WRITTEN REQUEST 1:
Repeat, word for word, the stretch of the piece on sportscaster Glenn Brenner from "Glenn Brenner, Channel" through "on the mushy.".
— Start of PROVIDED TEXT —
Glenn Brenner, Channel 9's maestro of fun, begins his ninth year at WDVM this month, gliding along with a pun in a style that cost him his previous job in Philadelphia.

By refining this light-hearted approach that didn't fly in Philly, Brenner has become a key player in the top Washington news-sports-weather package. And unlike a lot of sports people, in his "ya-gotta-see- this" features he's pulling with both oars.

His philosophy of not taking sports too seriously, and of making an effort to appeal to non-sports folks as well as fans, is working so well that when Brenner tells of how sweet it is, his tale verges on the mushy.

To him it's "simple math. Seventy-five percent of the people who watch the news are not interested in sports. Every news director I've ever spoken to tells me this. Three-quarters of my audience is already bored with what I have to say before I get on camera. I've got to try and keep them from going to the restroom or making a bologna sandwich or whatever they do when sports comes on. So, I use humor and oddities in sports.

"Let's face it. We all have the same stories. It's just a case of who tells them the best. If that's the case, why not try to appeal to the most people possible?"

Whenever Brenner is called upon to explain his style, he spends so much time talking about his use of one-liners and clowning that often lost in the mix is the fact that he has always tried to feed the sports junkie first.
— End of PROVIDED TEXT —
— Start of EXERCISE MATERIAL —
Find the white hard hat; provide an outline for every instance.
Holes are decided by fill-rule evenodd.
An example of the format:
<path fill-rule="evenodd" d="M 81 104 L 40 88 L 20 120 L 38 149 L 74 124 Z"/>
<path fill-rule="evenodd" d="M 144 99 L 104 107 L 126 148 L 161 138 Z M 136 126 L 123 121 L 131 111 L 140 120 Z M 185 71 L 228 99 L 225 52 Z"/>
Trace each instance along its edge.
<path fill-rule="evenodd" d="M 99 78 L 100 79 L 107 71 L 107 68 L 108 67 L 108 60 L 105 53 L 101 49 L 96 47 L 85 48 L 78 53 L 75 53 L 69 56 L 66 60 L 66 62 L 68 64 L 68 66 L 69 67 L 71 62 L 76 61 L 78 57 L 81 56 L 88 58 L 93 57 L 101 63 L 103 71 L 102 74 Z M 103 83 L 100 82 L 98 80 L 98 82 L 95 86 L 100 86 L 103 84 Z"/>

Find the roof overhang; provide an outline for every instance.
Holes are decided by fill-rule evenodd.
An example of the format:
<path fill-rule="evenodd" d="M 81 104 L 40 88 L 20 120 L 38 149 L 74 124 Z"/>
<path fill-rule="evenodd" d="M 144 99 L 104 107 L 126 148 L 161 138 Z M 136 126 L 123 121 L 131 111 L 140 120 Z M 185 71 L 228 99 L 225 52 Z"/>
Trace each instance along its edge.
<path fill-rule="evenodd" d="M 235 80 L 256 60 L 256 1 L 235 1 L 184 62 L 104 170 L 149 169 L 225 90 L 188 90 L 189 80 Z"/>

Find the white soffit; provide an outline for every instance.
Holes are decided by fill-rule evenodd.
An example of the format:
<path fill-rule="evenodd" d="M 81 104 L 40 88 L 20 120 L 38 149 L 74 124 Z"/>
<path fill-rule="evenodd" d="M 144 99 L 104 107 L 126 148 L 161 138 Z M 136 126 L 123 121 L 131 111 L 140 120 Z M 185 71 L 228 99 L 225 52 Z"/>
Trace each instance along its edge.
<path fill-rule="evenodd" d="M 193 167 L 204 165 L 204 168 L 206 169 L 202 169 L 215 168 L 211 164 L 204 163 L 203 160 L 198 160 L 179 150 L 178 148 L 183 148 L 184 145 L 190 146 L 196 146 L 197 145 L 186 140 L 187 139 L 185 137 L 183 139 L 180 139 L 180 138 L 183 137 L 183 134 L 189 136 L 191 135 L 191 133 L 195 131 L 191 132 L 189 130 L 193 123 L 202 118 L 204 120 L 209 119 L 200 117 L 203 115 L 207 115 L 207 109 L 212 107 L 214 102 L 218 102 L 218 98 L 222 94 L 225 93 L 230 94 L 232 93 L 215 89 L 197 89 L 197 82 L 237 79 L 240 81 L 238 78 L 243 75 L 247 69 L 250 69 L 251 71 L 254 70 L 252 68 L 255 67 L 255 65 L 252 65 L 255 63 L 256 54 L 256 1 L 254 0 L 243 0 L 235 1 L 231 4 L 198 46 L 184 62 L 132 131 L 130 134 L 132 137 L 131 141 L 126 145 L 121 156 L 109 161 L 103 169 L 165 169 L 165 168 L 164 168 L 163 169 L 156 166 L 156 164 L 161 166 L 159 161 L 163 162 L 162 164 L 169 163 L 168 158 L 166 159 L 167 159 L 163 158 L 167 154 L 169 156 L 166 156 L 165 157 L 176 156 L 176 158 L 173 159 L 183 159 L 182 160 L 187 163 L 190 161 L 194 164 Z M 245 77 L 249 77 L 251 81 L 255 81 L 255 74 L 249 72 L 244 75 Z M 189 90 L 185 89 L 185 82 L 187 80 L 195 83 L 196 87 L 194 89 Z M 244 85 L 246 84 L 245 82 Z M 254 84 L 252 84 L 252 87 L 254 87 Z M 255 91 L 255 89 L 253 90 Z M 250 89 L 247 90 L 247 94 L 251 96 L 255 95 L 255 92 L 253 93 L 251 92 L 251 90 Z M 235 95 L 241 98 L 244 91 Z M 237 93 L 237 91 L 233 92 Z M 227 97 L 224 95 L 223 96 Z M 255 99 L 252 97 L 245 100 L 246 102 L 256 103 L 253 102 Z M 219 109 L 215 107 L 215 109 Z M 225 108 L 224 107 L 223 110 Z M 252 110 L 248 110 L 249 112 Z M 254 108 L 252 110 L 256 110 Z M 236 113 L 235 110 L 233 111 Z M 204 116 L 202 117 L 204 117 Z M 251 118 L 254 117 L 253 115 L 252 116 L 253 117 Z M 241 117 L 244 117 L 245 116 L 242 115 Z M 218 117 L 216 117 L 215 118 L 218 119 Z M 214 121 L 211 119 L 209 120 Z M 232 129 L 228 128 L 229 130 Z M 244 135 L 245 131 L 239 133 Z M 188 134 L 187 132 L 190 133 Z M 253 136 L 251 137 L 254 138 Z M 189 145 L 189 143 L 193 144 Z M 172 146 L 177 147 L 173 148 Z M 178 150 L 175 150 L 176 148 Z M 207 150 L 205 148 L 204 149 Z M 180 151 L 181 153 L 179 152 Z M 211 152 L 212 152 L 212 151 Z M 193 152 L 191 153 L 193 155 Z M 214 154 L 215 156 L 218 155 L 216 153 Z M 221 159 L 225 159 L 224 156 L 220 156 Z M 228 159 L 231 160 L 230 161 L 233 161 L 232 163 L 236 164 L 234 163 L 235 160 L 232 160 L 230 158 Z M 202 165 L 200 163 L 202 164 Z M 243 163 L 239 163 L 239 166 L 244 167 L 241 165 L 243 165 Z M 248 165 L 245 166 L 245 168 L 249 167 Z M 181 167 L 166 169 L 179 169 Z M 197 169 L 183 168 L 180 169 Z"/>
— End of EXERCISE MATERIAL —
WRITTEN REQUEST 2:
How many lines of the entries contain the string "every"? Give only the number.

CORRECT RESULT 1:
Glenn Brenner, Channel 9's maestro of fun, begins his ninth year at WDVM this month, gliding along with a pun in a style that cost him his previous job in Philadelphia.

By refining this light-hearted approach that didn't fly in Philly, Brenner has become a key player in the top Washington news-sports-weather package. And unlike a lot of sports people, in his "ya-gotta-see- this" features he's pulling with both oars.

His philosophy of not taking sports too seriously, and of making an effort to appeal to non-sports folks as well as fans, is working so well that when Brenner tells of how sweet it is, his tale verges on the mushy.

CORRECT RESULT 2:
3